The task. Images are to be excluded, and the rest of the data repeated exactly.

###

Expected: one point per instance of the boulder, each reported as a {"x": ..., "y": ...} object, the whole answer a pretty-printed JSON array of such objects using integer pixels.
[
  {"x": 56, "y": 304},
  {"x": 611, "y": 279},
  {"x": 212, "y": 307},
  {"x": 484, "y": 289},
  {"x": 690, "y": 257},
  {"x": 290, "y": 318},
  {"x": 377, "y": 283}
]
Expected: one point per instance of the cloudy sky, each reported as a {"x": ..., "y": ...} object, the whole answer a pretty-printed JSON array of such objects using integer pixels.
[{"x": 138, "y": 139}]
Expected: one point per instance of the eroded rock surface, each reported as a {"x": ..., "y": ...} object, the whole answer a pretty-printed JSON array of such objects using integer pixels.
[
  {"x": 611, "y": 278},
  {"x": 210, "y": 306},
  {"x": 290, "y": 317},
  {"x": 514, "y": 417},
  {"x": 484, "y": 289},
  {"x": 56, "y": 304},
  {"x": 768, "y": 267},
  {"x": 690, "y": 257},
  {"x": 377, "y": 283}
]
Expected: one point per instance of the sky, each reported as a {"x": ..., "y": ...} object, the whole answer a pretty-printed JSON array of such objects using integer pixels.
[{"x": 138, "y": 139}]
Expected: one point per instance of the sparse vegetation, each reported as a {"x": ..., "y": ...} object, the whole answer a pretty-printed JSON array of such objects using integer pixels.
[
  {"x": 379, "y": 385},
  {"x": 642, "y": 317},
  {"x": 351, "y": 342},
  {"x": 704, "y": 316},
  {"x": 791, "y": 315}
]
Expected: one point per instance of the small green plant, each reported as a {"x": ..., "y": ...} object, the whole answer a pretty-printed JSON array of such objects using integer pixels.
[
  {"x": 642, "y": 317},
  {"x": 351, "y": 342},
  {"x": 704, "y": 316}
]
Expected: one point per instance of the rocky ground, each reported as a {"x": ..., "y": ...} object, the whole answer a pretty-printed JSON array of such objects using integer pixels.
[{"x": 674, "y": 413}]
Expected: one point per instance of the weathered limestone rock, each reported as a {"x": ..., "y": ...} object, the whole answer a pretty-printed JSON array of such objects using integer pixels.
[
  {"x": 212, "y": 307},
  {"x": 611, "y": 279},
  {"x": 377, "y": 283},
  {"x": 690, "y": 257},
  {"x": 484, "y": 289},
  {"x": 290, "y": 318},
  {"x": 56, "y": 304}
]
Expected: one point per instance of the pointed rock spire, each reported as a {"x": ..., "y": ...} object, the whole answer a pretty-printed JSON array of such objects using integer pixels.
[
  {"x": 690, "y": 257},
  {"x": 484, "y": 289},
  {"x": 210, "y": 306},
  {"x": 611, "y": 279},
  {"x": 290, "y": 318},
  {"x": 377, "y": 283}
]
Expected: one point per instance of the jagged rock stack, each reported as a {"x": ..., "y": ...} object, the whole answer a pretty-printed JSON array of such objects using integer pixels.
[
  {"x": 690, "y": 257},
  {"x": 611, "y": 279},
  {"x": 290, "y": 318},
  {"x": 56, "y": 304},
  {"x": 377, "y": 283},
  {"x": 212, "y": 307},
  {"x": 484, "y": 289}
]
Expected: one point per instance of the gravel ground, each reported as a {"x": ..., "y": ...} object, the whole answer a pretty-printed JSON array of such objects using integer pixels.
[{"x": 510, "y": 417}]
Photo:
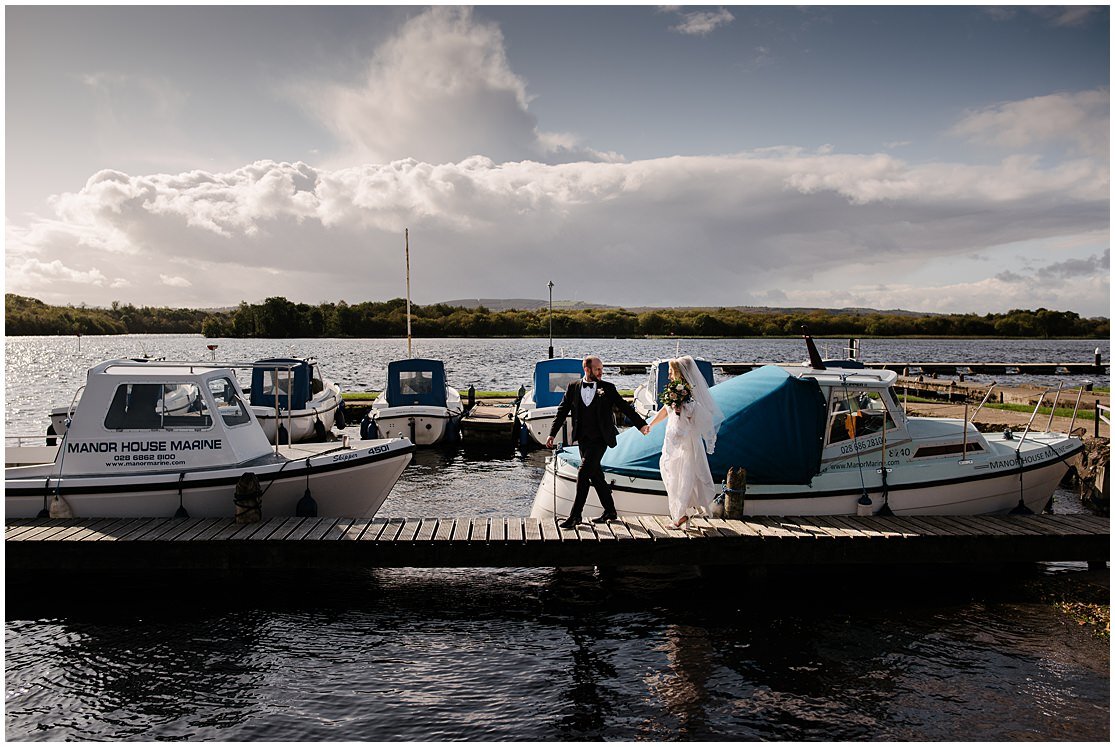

###

Output below.
Expected: one point per instance of the boulder, each reported as a {"x": ..., "y": ...} object, the whole answer a pretty-printed JSON array of such objects using integer pixels.
[
  {"x": 56, "y": 304},
  {"x": 611, "y": 279},
  {"x": 212, "y": 307},
  {"x": 484, "y": 289},
  {"x": 690, "y": 257},
  {"x": 290, "y": 318},
  {"x": 377, "y": 283}
]
Expected: one point per instance of the cloudy sky, each reported as a {"x": ..., "y": ...} object, the whole answer a pretty-printed JSON array of such objects using integer pixels.
[{"x": 138, "y": 139}]
Expected: one point per instance of the eroded rock surface, each reported as a {"x": ..., "y": ...} object, the whole answer a pretty-printed JSON array of such objects using integer pixels.
[
  {"x": 611, "y": 278},
  {"x": 210, "y": 306},
  {"x": 290, "y": 317},
  {"x": 514, "y": 417},
  {"x": 484, "y": 289},
  {"x": 56, "y": 304},
  {"x": 768, "y": 267},
  {"x": 690, "y": 257},
  {"x": 377, "y": 283}
]
Expected: one point per instance of the sky, each reported as a {"x": ..., "y": ...} object, the whole answer a pretty-printed JSON array of such objects using integer pixels.
[{"x": 138, "y": 139}]
Expected: one point per instance of the sparse vegetation, each reported as a {"x": ..., "y": ...} object, the whole answer a pretty-printed JSON array of such objects using integer pixels.
[
  {"x": 379, "y": 385},
  {"x": 642, "y": 317},
  {"x": 351, "y": 342},
  {"x": 704, "y": 316},
  {"x": 791, "y": 315}
]
Expected: one point per instance of the small green plant, each reported as a {"x": ..., "y": ...} object, the whole answer a pretty-printed JSON array of such objects using integer pixels.
[
  {"x": 642, "y": 317},
  {"x": 351, "y": 342},
  {"x": 704, "y": 316}
]
Expected: one point per instance of the rocky ground, each reported as a {"x": ..., "y": ...} object, the whole answer a pretty-printed JSON array of such objects using integer pixels.
[{"x": 674, "y": 413}]
Expected: one point per instance of the weathered limestone rock, each reported as a {"x": ..., "y": ...} object, the whole answer a pretty-printed JSON array of such objects using integer pixels.
[
  {"x": 212, "y": 307},
  {"x": 611, "y": 279},
  {"x": 377, "y": 283},
  {"x": 690, "y": 257},
  {"x": 484, "y": 289},
  {"x": 290, "y": 318},
  {"x": 56, "y": 304}
]
Expected: one point per instance of the pointed rock spire, each reported as a {"x": ..., "y": ...} object, the whole answer a pretty-printed JSON array of such objects using integer pixels.
[
  {"x": 690, "y": 257},
  {"x": 484, "y": 289},
  {"x": 210, "y": 306},
  {"x": 611, "y": 279},
  {"x": 290, "y": 318},
  {"x": 377, "y": 283}
]
Expected: one point per instance of the jagged rock stack, each reported as a {"x": ..., "y": ...} object, the whole answer a pretty-printed JSON array of such objects using integer pixels.
[
  {"x": 690, "y": 257},
  {"x": 611, "y": 279},
  {"x": 290, "y": 318},
  {"x": 56, "y": 304},
  {"x": 377, "y": 283},
  {"x": 212, "y": 307},
  {"x": 484, "y": 289}
]
Expected: one point per instance of the gravel ground, each reported as a {"x": ..., "y": ...} object, the whole answer a pretty-printed JSON array of such objects using integer pixels.
[{"x": 510, "y": 417}]
Photo:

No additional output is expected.